London boroughs are not required to factor in the government’s housing targets until 2026, when the next London Plan is drafted.
A spokesperson for the Ministry of Housing, Communities and Local Government – headed by Deputy Prime Minister Angela Rayner, said that its housing targets “require London to deliver record levels of housebuilding, and it is for the Mayor and the GLA to determine the overall distribution of housing in the city.
“We expect local areas to meet their targets so we can restore the dream of homeownership as part of our Plan for Change, with decisive action already taken through our major planning reforms.”
“We have inherited the worst housing crisis in living memory and all areas, including Camden, must play their part as we deliver 1.5 million homes,” the spokesperson said.
City AM understands that the reliance on the 2021 plan is a London-wide issue, with other councils implementing similar policies based on targets laid out in the document.
“This isn’t just policy drift — it’s hypocrisy. You can’t claim to be the party of builders while turning a blind eye to Labour-led councils behaving like blockers,” Hollinrake said.
“This isn’t some Lib Dem-run borough dragging its feet; it’s a Labour council, in a Labour city, represented by the Labour leader himself.”
Camden Councillor Adam Harrison said: “It’s astonishing that the shadow local government and housing secretary doesn’t understand how housing targets operate in London.
“The capital is in a housing crisis–he should be across the facts. As is well known, the targets for London boroughs will be set as part of the new London Plan, which is expected next year.
“In Camden, there are currently over 3,000 consented homes in Camden that the private sector has yet to build out in Camden – the shadow minister may be better advised urging them to get on with it.”

**Problems to work on**.
1. According to the article on London housing targets, when will London boroughs be required to factor in the government's housing targets?
2. In the article on London housing targets, rewrite the paragraph beginning "A spokesperson for the Ministry of Housing" in one shorter sentence that keeps its main facts.

**Recorded data**.
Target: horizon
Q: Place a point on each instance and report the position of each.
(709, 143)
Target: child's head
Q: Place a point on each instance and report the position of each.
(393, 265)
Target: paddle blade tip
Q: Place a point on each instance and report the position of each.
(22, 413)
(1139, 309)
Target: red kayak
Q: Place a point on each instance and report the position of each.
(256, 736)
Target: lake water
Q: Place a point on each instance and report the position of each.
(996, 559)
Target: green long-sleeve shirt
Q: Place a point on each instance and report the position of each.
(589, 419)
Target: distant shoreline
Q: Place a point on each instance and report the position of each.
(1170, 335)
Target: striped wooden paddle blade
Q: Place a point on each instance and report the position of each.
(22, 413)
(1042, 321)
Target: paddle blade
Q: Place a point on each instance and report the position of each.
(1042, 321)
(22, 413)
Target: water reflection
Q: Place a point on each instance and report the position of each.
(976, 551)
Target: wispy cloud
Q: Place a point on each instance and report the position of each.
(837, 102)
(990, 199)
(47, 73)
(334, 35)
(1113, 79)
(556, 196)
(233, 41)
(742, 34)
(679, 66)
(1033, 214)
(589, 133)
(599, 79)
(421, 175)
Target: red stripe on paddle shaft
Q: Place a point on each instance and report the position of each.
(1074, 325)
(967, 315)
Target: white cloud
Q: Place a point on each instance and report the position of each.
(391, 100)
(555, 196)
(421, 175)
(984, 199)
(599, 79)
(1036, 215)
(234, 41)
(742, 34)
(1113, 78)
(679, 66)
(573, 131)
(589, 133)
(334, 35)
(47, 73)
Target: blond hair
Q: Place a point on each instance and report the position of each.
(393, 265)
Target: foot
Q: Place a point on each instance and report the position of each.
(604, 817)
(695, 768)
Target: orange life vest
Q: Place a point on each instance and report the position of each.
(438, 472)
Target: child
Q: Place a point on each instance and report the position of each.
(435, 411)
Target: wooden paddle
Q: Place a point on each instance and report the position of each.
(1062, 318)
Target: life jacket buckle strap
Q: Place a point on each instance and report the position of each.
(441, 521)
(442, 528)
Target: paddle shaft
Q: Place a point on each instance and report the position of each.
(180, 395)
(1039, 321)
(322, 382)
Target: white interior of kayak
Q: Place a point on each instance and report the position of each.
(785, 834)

**Answers to the exercises**.
1. In 2026, when the next London Plan is drafted.

2. A spokesperson for the Ministry of Housing, Communities and Local Government, headed by Deputy Prime Minister Angela Rayner, said the targets require record housebuilding in London and that the Mayor and the GLA decide how housing is distributed across the city.